- _WHAT NEEDS TO BE DONE_:
Check every line of the material below for the string "loose", and return the ones that have it.

- _PROVIDED DATA_:
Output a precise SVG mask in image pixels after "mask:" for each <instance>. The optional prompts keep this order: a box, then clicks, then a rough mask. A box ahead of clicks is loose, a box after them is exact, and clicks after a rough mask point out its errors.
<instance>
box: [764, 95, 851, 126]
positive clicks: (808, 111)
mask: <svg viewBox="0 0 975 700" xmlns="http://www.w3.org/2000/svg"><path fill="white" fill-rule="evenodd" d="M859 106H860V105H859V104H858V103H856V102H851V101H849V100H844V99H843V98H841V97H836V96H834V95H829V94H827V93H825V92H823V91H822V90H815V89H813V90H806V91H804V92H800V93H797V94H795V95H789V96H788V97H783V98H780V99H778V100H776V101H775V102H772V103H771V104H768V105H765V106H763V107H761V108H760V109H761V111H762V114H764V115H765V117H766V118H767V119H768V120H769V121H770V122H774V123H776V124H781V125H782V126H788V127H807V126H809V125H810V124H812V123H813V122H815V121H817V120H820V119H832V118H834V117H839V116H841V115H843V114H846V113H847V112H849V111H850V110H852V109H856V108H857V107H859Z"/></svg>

==

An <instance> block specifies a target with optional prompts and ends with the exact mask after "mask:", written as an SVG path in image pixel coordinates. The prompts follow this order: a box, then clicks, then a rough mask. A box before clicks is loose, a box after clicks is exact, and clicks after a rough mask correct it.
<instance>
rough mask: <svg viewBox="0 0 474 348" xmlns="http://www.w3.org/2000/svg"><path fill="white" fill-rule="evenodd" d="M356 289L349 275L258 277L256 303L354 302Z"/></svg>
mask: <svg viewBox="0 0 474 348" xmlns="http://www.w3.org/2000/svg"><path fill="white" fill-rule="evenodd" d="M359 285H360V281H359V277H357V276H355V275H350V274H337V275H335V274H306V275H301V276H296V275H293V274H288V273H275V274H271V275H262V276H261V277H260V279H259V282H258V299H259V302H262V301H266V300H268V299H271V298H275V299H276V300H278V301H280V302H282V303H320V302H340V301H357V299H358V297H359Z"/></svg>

- _EXERCISE SOLUTION_:
Output a precise SVG mask in image pixels after "mask:" for each <instance>. The optional prompts keep this order: a box, then clicks, then a rough mask. A box ahead of clicks is loose, a box after them is exact, and clicks after a rough mask point out its errors.
An <instance> block specifies a target with optional prompts and ends with the exact mask after "mask:", written as an SVG path in image pixel coordinates. The prompts follow this order: a box, then clicks, then a rough mask. A box before clicks is loose, a box after clicks is exact, and clicks after a rough mask correct it.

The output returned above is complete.